Exercise details —
Write out every record below exactly as it stands, leaving the pictures out.

(Saved entries)
::::::
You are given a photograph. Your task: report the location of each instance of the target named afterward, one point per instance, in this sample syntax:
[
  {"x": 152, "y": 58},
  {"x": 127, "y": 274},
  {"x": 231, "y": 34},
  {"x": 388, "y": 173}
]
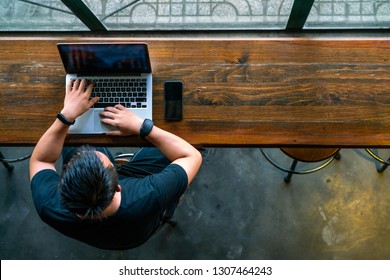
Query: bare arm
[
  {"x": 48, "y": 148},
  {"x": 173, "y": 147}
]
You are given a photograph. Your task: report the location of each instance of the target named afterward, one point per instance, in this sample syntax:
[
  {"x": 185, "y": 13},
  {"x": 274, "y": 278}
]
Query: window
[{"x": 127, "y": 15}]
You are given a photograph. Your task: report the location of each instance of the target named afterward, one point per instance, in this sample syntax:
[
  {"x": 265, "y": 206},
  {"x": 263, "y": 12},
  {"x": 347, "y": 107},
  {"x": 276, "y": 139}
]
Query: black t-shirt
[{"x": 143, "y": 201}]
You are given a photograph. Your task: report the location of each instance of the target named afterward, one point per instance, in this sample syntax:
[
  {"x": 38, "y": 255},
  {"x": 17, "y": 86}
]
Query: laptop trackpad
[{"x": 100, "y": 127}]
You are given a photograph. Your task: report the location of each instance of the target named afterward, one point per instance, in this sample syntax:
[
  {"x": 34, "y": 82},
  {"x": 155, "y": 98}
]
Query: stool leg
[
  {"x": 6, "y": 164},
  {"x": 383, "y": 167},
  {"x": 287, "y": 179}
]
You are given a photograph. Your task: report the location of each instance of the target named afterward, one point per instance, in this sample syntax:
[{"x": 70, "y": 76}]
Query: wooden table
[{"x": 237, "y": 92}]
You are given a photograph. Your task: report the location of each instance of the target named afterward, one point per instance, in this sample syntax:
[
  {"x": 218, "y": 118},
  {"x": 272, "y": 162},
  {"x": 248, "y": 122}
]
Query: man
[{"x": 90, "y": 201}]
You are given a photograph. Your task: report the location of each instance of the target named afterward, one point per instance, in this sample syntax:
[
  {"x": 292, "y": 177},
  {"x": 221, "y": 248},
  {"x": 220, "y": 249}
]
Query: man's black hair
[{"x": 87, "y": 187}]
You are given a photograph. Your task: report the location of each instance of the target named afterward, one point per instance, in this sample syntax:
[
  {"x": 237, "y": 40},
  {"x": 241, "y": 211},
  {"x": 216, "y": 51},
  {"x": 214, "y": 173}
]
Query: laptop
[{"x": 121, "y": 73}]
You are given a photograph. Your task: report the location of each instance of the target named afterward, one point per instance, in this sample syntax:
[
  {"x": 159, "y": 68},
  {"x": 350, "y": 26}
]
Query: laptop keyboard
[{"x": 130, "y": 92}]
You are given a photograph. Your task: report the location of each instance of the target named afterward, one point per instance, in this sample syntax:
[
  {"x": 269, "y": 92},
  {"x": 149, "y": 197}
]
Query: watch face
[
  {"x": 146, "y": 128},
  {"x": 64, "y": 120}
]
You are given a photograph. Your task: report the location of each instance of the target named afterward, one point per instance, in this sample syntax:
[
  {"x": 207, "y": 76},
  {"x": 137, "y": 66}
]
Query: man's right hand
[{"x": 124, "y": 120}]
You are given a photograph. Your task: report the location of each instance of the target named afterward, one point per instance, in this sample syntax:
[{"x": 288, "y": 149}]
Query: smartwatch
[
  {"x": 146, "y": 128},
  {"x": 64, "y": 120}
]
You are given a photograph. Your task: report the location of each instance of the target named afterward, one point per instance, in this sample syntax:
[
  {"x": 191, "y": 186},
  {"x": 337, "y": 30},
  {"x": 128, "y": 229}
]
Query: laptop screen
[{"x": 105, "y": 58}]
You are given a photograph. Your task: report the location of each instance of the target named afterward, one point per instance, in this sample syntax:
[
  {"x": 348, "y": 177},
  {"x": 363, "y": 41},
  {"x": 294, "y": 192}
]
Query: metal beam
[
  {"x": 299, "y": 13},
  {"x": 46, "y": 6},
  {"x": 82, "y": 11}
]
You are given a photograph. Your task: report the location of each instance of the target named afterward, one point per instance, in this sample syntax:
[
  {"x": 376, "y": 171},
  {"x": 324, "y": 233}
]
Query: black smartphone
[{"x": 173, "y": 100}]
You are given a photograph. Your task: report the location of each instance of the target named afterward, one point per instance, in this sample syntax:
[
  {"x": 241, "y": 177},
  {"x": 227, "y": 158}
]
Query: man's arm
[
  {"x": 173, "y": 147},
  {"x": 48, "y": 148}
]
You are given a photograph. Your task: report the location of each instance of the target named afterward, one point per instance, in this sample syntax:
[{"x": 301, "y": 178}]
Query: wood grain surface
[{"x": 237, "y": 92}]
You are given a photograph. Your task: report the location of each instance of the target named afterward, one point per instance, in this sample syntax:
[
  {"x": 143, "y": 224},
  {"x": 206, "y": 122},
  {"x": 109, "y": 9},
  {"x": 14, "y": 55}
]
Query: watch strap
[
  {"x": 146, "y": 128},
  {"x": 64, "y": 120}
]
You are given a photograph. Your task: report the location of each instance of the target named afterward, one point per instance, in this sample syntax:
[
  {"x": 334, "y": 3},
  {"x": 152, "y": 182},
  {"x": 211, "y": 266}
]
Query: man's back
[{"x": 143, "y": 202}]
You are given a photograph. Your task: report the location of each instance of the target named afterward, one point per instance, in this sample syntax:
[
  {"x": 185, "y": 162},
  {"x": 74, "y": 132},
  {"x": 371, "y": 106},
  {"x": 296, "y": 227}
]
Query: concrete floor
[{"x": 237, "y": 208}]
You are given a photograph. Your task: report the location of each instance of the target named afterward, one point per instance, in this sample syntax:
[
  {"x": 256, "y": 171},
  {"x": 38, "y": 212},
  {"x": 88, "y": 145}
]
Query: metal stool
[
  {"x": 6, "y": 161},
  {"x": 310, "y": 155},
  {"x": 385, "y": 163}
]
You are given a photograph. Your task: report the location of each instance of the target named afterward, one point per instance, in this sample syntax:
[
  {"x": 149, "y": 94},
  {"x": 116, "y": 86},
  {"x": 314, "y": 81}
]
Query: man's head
::::::
Response to the task —
You are given a photograph. Your task: report the location of each instance of the target named afterward, one point per instance, in this sample syntax:
[
  {"x": 152, "y": 58},
  {"x": 127, "y": 274},
  {"x": 231, "y": 34},
  {"x": 388, "y": 173}
]
Query: bare arm
[
  {"x": 48, "y": 148},
  {"x": 173, "y": 147}
]
You are given a photograph. Your task: report the location of each instance of the target named afterward, one point per instance, in this sample syntax:
[
  {"x": 185, "y": 13},
  {"x": 274, "y": 278}
]
Query: window
[{"x": 127, "y": 15}]
You are given a photograph. Your task: report the location of each instance of the target named afterward, one point per instance, in this sample syntax:
[
  {"x": 265, "y": 206},
  {"x": 263, "y": 12},
  {"x": 347, "y": 107},
  {"x": 276, "y": 139}
]
Query: black t-shirt
[{"x": 143, "y": 201}]
You are given a photograph. Your task: report the location of each instance of the target named afterward, one point per instance, in this sample syntax:
[
  {"x": 38, "y": 255},
  {"x": 17, "y": 86}
]
Query: laptop trackpad
[{"x": 100, "y": 127}]
You are given a photograph. Your task: report the location of each instance of the target named afterward, one point per instance, in this sample syntax:
[
  {"x": 34, "y": 82},
  {"x": 155, "y": 98}
]
Query: stool leg
[
  {"x": 6, "y": 164},
  {"x": 383, "y": 167},
  {"x": 287, "y": 179}
]
You are given a photograph. Your task: report the location of each instance of the target named afterward, one point per instance, in this sample syntax:
[{"x": 70, "y": 76}]
Query: wooden table
[{"x": 237, "y": 92}]
You are given a photograph. Your task: report the location of each instance of the target named afterward, one point per instance, in this sample syntax:
[
  {"x": 218, "y": 118},
  {"x": 272, "y": 162},
  {"x": 248, "y": 122}
]
Query: man
[{"x": 90, "y": 201}]
You are given a photograph. Your task: report the location of each instance of the target named afterward, one point per instance, in this sample syntax:
[
  {"x": 292, "y": 177},
  {"x": 221, "y": 248},
  {"x": 220, "y": 249}
]
Query: man's black hair
[{"x": 87, "y": 187}]
You are given a photograph. Your task: report the location of each instance of the target named afterward, one point per instance, in this sample syntax:
[
  {"x": 237, "y": 40},
  {"x": 241, "y": 211},
  {"x": 216, "y": 51},
  {"x": 214, "y": 173}
]
Query: laptop
[{"x": 121, "y": 73}]
You are given a photograph. Your task: report the location of each instance of the target named afterward, one point per instance, in this sample syntax:
[
  {"x": 159, "y": 68},
  {"x": 350, "y": 26}
]
Query: laptop keyboard
[{"x": 130, "y": 92}]
You are given a photograph. Your task: report the location of each instance of the target named afterward, one point per instance, in this sample syntax:
[
  {"x": 269, "y": 92},
  {"x": 149, "y": 197}
]
Query: watch face
[
  {"x": 146, "y": 128},
  {"x": 64, "y": 120}
]
You are given a photograph. Your task: report the location of each instance of the target named afterward, one point per instance, in this sample syntax:
[
  {"x": 207, "y": 76},
  {"x": 137, "y": 66}
]
Query: man's right hand
[{"x": 124, "y": 120}]
You are given a photograph. Your task: report the location of each instance of the target named afterward, one point per instance, in this sample syntax:
[{"x": 288, "y": 149}]
Query: smartwatch
[
  {"x": 146, "y": 128},
  {"x": 64, "y": 120}
]
You are given a photograph. Your task: report the location of each instance of the target named afterward, one point per instance, in this sample syntax:
[
  {"x": 191, "y": 186},
  {"x": 337, "y": 30},
  {"x": 128, "y": 229}
]
Query: laptop screen
[{"x": 105, "y": 58}]
You are given a photograph. Your task: report the location of each instance of the target named afterward, one point per instance, in this sample syntax:
[
  {"x": 348, "y": 177},
  {"x": 363, "y": 41},
  {"x": 294, "y": 192}
]
Query: metal beam
[
  {"x": 299, "y": 13},
  {"x": 46, "y": 6},
  {"x": 82, "y": 11}
]
You are given a photograph. Your task: report the location of each instance of the target named afterward, one point per instance, in this sample syntax:
[
  {"x": 376, "y": 171},
  {"x": 324, "y": 233}
]
Query: black smartphone
[{"x": 173, "y": 100}]
You are given a photograph. Your task: report the location of each instance of the target named afterward, one point per instance, in this sample syntax:
[
  {"x": 241, "y": 177},
  {"x": 227, "y": 158}
]
Query: man's arm
[
  {"x": 173, "y": 147},
  {"x": 48, "y": 148}
]
You are given a photograph. Your task: report the location of each instance of the target named afterward, one point per instance, in this sample syntax:
[{"x": 301, "y": 178}]
Query: wood grain surface
[{"x": 237, "y": 92}]
You are given a photograph. Your task: report the location of each instance of the target named afterward, one point per instance, in this sample syntax:
[
  {"x": 143, "y": 224},
  {"x": 206, "y": 122},
  {"x": 109, "y": 9},
  {"x": 14, "y": 55}
]
Query: watch strap
[
  {"x": 146, "y": 128},
  {"x": 64, "y": 120}
]
You are given a photograph. Your task: report the location of each instance of the target named afterward, one point per instance, in this sample syntax:
[
  {"x": 334, "y": 3},
  {"x": 152, "y": 182},
  {"x": 211, "y": 266}
]
Query: man's back
[{"x": 143, "y": 202}]
You are given a photograph. Your task: report the location of each instance of the target named afterward, one point per instance, in this sample syntax:
[
  {"x": 185, "y": 162},
  {"x": 74, "y": 132},
  {"x": 371, "y": 106},
  {"x": 296, "y": 227}
]
Query: concrete floor
[{"x": 237, "y": 208}]
You are given a photograph. Your task: report the location of each instance of the target named afterward, one point per instance, in this sample syntax:
[
  {"x": 256, "y": 171},
  {"x": 38, "y": 212},
  {"x": 88, "y": 145}
]
Query: metal stool
[
  {"x": 6, "y": 161},
  {"x": 310, "y": 155},
  {"x": 385, "y": 163}
]
You are given a photograph. Your task: report the location of each instance of the target named afterward, one point per instance, in this sample syntax:
[
  {"x": 149, "y": 94},
  {"x": 116, "y": 86},
  {"x": 314, "y": 81}
]
Query: man's head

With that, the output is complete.